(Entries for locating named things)
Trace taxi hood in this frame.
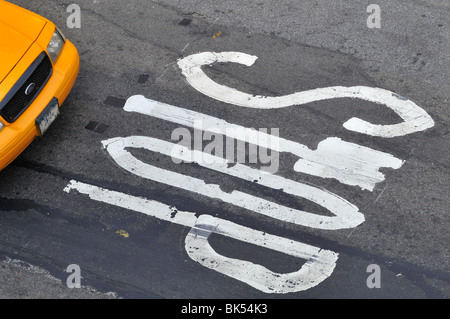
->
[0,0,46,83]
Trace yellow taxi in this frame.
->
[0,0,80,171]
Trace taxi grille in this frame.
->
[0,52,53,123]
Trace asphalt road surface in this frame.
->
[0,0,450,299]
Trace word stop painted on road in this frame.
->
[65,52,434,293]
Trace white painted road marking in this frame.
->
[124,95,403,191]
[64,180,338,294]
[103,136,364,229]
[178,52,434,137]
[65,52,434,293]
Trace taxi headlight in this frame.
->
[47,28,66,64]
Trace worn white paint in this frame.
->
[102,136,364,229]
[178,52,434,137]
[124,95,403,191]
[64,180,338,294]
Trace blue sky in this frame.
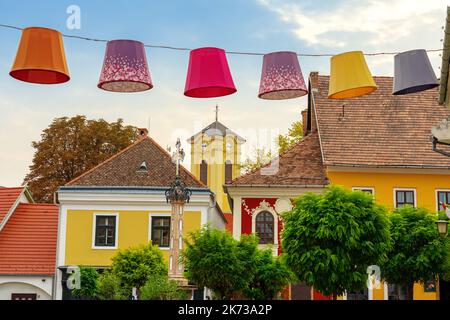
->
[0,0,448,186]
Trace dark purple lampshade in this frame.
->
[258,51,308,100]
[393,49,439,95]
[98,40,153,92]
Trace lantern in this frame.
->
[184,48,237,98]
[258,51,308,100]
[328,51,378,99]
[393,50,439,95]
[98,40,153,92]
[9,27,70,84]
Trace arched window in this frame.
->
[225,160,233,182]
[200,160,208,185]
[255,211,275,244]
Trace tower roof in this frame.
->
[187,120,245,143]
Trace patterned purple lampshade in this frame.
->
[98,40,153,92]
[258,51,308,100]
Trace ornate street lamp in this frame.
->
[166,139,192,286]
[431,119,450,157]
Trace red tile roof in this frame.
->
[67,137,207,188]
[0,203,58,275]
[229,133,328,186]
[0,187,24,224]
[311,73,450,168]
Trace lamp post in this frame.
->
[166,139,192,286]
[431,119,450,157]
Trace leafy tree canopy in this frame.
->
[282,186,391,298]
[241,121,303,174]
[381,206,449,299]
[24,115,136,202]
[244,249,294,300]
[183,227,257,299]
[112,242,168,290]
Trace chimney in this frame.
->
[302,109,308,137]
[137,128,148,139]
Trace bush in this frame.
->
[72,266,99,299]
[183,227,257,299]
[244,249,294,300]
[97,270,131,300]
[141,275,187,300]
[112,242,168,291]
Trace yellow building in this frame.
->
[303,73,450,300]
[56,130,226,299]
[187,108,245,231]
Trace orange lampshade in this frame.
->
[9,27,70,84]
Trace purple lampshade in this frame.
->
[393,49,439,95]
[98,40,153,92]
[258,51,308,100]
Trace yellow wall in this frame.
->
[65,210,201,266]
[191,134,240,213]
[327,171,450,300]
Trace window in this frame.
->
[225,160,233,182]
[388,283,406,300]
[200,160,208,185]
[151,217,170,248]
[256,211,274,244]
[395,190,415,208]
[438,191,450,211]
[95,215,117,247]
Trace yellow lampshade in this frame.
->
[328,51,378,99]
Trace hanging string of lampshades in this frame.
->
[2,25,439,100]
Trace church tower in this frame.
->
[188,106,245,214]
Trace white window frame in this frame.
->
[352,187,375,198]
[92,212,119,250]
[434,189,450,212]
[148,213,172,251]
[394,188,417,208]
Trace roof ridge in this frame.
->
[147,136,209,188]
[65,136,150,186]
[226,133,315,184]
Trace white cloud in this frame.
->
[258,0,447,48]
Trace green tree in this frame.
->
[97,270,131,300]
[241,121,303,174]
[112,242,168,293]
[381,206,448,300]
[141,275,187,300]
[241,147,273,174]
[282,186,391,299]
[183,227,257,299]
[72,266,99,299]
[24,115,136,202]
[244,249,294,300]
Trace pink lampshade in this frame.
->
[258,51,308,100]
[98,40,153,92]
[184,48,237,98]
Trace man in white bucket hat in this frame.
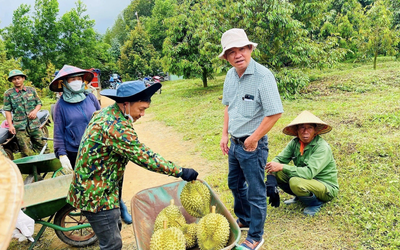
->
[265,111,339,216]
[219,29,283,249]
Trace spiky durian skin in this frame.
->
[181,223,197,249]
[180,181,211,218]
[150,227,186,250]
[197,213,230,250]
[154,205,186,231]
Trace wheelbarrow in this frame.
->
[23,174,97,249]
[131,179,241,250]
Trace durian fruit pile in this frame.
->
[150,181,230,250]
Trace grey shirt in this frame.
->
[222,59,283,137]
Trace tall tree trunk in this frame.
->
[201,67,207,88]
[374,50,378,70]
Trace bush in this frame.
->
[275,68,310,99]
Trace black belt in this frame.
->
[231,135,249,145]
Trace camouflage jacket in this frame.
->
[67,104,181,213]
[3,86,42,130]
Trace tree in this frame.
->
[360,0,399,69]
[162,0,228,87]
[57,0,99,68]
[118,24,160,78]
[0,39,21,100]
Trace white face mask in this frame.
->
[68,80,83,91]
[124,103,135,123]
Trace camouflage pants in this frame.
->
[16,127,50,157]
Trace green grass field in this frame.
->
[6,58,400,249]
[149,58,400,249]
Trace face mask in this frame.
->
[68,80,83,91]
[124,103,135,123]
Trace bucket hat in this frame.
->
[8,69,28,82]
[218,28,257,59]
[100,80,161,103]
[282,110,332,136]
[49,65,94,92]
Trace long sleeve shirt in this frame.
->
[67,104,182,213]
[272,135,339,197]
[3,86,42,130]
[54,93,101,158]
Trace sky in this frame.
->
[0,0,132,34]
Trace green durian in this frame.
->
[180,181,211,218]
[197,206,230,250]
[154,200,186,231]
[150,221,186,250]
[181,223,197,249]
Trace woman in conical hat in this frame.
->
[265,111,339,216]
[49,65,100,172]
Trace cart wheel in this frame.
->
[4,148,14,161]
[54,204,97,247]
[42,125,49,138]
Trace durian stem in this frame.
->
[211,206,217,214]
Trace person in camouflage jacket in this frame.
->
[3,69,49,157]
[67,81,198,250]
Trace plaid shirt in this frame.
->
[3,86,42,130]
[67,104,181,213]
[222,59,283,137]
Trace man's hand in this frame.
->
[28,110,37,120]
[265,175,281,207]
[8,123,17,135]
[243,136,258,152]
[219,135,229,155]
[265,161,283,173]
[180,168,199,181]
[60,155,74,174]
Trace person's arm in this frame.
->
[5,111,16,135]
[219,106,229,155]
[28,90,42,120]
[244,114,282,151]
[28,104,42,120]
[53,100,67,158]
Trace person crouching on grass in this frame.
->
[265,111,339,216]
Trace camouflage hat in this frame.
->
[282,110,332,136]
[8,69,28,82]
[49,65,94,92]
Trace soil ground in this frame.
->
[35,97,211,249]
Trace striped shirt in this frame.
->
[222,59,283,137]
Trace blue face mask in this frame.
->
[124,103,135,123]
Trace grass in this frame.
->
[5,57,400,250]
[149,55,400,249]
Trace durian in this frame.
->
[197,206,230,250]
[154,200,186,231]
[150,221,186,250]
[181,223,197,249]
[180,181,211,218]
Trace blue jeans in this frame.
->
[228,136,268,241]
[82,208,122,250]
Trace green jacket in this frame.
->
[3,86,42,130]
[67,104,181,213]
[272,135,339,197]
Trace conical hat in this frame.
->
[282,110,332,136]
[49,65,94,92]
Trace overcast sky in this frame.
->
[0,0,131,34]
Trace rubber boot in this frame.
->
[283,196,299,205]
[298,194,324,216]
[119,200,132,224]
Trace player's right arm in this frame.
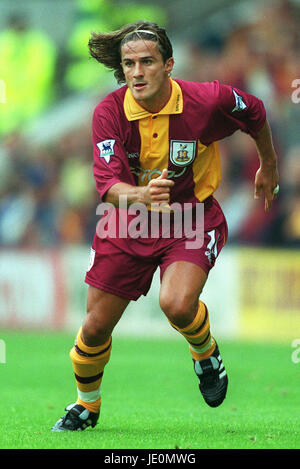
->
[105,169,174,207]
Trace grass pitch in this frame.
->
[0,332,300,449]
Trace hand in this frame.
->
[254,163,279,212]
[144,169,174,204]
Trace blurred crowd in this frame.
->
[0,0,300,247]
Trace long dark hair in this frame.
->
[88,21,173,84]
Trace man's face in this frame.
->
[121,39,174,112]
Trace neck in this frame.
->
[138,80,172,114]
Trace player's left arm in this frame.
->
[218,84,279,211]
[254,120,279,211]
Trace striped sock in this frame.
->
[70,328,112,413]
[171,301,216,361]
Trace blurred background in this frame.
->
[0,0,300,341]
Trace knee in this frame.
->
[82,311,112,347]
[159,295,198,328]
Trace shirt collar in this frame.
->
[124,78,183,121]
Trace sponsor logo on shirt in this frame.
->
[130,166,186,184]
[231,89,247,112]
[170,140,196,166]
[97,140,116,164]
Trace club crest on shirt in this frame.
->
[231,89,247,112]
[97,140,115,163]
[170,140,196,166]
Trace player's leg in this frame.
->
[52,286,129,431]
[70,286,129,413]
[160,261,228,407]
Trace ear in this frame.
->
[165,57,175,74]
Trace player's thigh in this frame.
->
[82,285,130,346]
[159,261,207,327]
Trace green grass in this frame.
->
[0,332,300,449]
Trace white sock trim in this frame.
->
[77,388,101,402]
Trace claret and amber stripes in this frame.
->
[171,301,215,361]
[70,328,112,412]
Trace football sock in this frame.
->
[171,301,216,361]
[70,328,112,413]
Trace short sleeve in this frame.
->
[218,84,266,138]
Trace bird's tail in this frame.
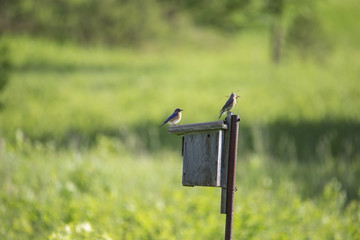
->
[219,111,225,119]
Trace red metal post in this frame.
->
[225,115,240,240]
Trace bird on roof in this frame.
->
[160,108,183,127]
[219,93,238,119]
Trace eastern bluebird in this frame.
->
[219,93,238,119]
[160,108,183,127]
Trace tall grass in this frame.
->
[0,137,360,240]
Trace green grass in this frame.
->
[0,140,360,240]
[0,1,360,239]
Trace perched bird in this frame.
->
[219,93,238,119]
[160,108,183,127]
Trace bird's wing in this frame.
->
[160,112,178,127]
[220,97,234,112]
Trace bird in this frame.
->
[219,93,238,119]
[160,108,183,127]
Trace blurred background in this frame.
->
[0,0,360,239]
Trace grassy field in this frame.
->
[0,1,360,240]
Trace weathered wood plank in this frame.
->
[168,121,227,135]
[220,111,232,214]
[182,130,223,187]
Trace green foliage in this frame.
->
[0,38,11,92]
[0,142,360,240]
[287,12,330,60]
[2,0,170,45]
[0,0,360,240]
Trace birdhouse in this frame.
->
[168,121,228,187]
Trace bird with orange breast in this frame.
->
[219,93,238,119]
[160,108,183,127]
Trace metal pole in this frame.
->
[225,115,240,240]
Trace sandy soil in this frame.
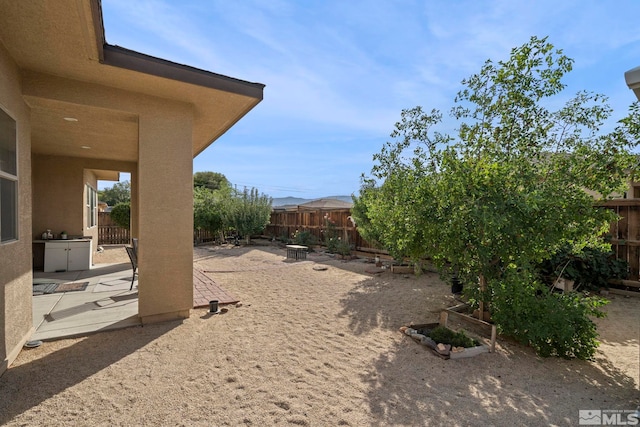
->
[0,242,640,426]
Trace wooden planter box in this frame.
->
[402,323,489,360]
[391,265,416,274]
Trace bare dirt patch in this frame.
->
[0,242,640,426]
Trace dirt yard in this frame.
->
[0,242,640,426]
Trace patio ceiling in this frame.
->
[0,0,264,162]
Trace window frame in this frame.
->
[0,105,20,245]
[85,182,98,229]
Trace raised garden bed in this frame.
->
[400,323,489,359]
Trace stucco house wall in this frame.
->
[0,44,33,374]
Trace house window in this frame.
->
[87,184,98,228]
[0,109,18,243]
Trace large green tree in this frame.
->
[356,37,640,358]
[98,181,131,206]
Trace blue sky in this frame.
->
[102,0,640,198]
* * *
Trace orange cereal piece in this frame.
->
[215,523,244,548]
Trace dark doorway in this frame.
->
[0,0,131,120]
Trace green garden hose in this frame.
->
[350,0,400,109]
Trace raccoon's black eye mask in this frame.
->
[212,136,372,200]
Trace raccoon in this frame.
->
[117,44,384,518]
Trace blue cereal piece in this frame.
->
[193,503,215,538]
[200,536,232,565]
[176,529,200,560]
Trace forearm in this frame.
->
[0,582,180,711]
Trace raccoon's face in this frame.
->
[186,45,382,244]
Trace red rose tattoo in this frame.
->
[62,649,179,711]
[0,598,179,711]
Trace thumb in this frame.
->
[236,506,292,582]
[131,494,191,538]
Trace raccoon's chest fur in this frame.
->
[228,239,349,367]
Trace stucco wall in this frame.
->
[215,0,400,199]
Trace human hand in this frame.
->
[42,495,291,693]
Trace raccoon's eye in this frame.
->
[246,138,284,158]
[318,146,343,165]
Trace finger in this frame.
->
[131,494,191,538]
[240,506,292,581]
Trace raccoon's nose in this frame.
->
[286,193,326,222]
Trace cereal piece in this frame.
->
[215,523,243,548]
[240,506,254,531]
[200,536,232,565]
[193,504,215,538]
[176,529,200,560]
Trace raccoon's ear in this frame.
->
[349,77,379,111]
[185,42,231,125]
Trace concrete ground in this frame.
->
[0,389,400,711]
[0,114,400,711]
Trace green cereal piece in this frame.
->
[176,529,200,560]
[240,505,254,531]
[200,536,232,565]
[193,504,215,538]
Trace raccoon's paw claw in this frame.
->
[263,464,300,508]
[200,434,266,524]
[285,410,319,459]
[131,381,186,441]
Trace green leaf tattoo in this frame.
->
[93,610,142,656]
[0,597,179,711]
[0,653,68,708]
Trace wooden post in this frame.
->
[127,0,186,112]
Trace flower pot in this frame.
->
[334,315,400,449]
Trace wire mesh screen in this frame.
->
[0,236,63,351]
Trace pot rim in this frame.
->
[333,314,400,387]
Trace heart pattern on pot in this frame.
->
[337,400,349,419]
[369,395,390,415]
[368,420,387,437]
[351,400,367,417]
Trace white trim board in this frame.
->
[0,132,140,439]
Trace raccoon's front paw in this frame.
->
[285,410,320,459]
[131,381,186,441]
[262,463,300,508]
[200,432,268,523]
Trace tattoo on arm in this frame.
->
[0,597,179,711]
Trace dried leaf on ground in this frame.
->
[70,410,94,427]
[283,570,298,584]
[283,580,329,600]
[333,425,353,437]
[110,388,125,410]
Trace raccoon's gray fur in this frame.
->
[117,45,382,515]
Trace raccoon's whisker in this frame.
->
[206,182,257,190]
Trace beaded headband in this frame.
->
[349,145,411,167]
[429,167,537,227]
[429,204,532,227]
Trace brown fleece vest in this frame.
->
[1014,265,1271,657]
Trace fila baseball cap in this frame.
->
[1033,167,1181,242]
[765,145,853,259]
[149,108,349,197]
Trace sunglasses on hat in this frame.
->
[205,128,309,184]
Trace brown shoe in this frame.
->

**What is being asked**: Which lines in the entries contain the string "trim"? Return each of them, treating uppercase and lowercase as different.

**Response to the exercise**:
Trace white sock trim in this frame.
Trace white trim board in this frame.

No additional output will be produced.